WORK TO BE COMPLETED: Could you reproduce the stretch of the material below, from its beginning through the line containing "x=413, y=889", with the pictures left out?

::::

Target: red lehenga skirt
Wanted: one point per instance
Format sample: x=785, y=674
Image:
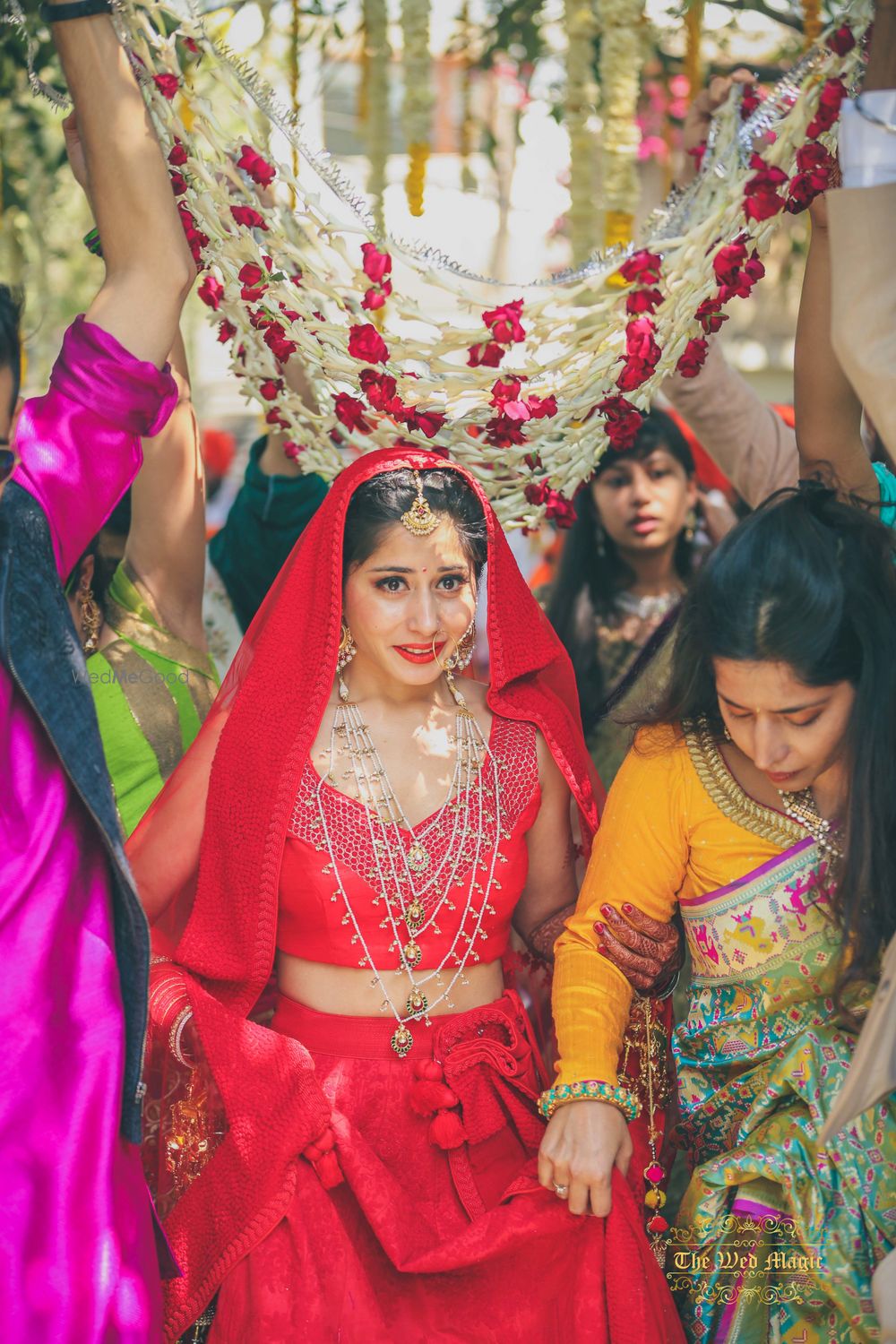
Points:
x=440, y=1230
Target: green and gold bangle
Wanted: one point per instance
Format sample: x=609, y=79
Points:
x=564, y=1093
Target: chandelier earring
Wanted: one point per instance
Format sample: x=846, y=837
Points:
x=90, y=618
x=347, y=650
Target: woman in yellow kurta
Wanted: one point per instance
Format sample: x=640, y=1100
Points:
x=763, y=808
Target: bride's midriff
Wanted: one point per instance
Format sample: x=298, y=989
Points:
x=349, y=992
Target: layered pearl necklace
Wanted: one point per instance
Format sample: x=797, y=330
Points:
x=413, y=889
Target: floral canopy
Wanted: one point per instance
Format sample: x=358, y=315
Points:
x=524, y=384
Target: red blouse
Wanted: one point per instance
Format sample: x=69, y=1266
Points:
x=314, y=922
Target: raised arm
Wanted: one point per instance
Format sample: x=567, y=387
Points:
x=148, y=263
x=826, y=408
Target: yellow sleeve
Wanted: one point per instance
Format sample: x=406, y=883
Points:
x=638, y=857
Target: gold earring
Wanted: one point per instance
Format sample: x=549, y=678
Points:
x=90, y=620
x=347, y=650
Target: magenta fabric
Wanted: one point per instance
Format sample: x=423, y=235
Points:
x=80, y=444
x=77, y=1245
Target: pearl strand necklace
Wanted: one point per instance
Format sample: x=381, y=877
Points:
x=471, y=747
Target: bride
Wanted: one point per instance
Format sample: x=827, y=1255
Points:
x=362, y=1164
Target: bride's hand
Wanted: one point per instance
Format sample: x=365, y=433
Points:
x=584, y=1140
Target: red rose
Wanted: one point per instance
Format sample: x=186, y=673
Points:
x=376, y=263
x=728, y=261
x=694, y=358
x=841, y=42
x=376, y=296
x=643, y=301
x=250, y=273
x=828, y=110
x=541, y=408
x=621, y=421
x=489, y=354
x=167, y=85
x=710, y=316
x=279, y=343
x=366, y=343
x=247, y=217
x=211, y=292
x=762, y=199
x=349, y=411
x=257, y=167
x=427, y=422
x=501, y=432
x=642, y=269
x=379, y=390
x=504, y=392
x=557, y=508
x=504, y=323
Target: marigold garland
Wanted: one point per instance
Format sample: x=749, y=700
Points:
x=418, y=97
x=581, y=30
x=621, y=59
x=374, y=110
x=524, y=392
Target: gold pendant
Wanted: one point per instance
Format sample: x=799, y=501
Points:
x=402, y=1042
x=414, y=916
x=418, y=859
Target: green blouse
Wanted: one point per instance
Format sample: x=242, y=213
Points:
x=152, y=693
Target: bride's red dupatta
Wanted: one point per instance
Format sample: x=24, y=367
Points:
x=207, y=860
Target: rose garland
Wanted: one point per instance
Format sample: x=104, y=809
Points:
x=375, y=105
x=418, y=97
x=581, y=30
x=527, y=392
x=621, y=61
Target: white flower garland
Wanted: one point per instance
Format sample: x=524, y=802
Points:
x=525, y=394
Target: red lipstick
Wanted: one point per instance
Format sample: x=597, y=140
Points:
x=419, y=653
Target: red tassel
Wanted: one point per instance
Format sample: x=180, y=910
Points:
x=328, y=1171
x=446, y=1131
x=426, y=1097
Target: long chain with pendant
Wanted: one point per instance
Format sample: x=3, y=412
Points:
x=386, y=820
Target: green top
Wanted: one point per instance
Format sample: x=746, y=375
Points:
x=152, y=693
x=263, y=524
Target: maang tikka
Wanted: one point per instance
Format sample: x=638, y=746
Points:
x=419, y=518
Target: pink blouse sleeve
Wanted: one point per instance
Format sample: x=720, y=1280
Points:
x=80, y=444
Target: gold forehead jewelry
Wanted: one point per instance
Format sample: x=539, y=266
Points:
x=419, y=519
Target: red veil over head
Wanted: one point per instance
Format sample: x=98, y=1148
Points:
x=207, y=862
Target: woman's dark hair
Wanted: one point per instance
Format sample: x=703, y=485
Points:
x=10, y=347
x=810, y=581
x=381, y=502
x=592, y=572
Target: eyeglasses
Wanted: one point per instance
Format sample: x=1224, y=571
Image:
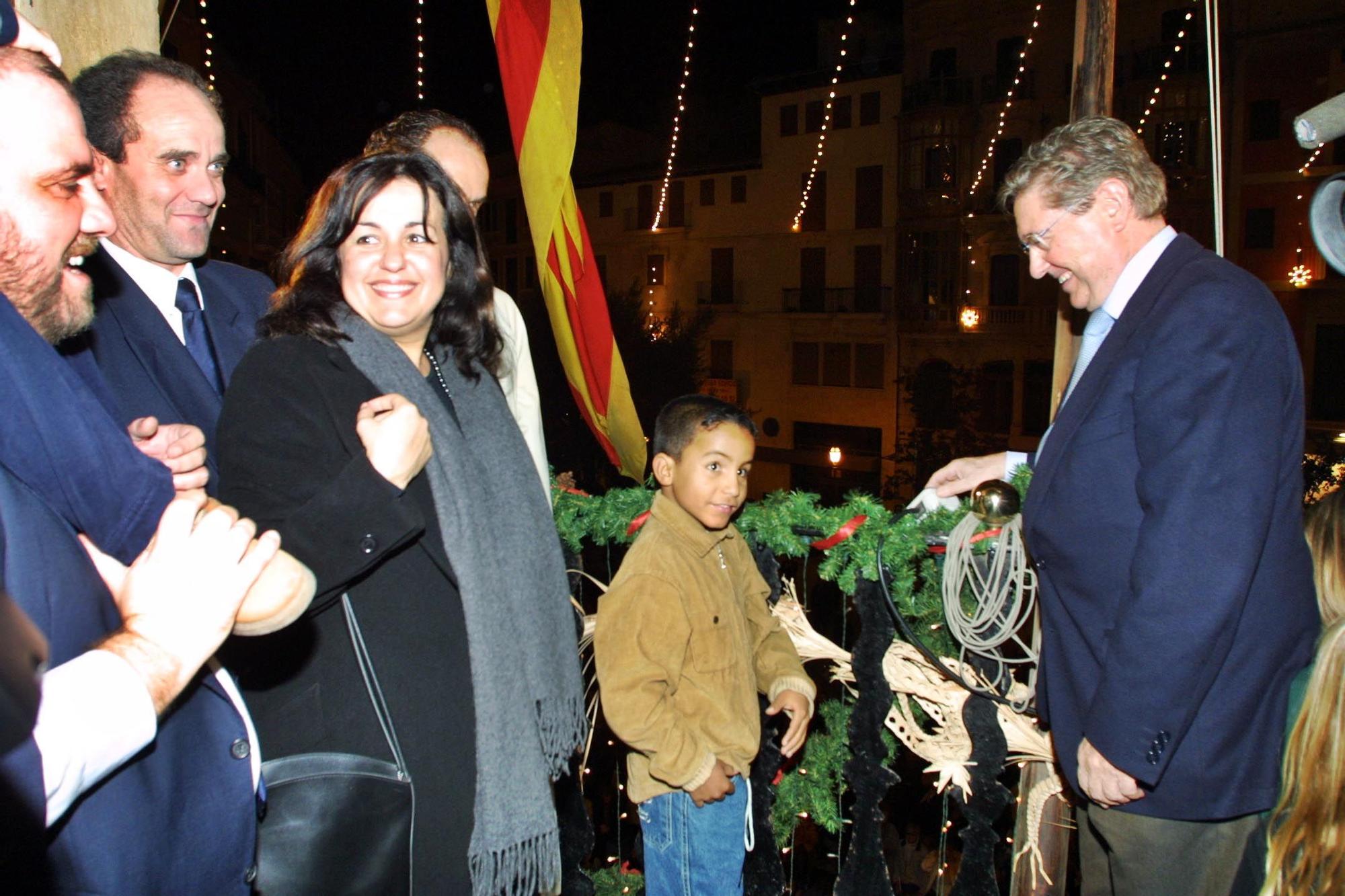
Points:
x=1038, y=239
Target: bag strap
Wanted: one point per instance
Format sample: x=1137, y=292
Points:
x=376, y=692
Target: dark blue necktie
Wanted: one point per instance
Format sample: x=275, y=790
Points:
x=197, y=335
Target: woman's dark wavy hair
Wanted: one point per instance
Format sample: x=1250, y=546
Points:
x=310, y=268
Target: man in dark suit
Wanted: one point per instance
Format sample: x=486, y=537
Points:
x=1165, y=521
x=169, y=329
x=141, y=772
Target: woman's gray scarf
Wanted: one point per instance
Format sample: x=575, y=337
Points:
x=500, y=536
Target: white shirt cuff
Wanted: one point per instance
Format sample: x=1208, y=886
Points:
x=95, y=715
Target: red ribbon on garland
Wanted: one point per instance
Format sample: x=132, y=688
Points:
x=843, y=533
x=980, y=536
x=636, y=524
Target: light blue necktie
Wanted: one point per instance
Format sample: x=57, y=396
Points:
x=1097, y=329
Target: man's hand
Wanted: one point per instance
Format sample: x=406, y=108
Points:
x=794, y=705
x=1104, y=782
x=181, y=447
x=396, y=438
x=34, y=38
x=180, y=599
x=716, y=787
x=966, y=474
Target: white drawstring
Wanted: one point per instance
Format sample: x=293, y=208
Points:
x=748, y=830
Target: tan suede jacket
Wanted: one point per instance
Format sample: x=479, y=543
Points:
x=684, y=643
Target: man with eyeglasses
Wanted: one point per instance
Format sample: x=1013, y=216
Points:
x=1165, y=522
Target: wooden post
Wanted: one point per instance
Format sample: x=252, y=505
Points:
x=1096, y=54
x=1054, y=838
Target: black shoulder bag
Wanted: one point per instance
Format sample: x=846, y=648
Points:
x=337, y=822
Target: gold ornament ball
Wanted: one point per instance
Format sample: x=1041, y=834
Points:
x=996, y=502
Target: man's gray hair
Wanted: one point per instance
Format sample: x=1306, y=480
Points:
x=1071, y=162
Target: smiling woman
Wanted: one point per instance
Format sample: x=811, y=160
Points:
x=371, y=431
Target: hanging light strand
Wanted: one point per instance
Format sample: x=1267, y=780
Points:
x=210, y=49
x=420, y=50
x=1000, y=126
x=827, y=124
x=677, y=116
x=1163, y=77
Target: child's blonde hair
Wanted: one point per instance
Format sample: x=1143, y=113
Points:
x=1307, y=853
x=1325, y=530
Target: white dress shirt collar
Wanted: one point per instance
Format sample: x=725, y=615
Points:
x=1136, y=271
x=159, y=284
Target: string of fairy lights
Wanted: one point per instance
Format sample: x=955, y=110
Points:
x=210, y=49
x=420, y=50
x=1000, y=126
x=1159, y=88
x=677, y=116
x=827, y=124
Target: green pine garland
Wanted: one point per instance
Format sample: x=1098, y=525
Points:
x=614, y=881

::::

FULL SOLUTION:
Target: red lehenga skirt
Wanted: one point per instance
Format sample: x=785, y=674
Image:
Points:
x=440, y=1230
Target: green and gold bangle
Wanted: one point per instance
Format sample: x=609, y=79
Points:
x=564, y=1093
Target: chandelier earring
Wanted: one point per instance
Format sample: x=846, y=837
Points:
x=90, y=618
x=347, y=650
Target: woman in yellow kurta
Wanted: one point per instance
Format sample: x=640, y=1100
Points:
x=763, y=808
Target: bride's midriff
Wanted: one point per instance
Format sample: x=298, y=989
Points:
x=349, y=992
Target: layered pearl necklace
Wanted: one point per instance
Format sample: x=797, y=330
Points:
x=413, y=889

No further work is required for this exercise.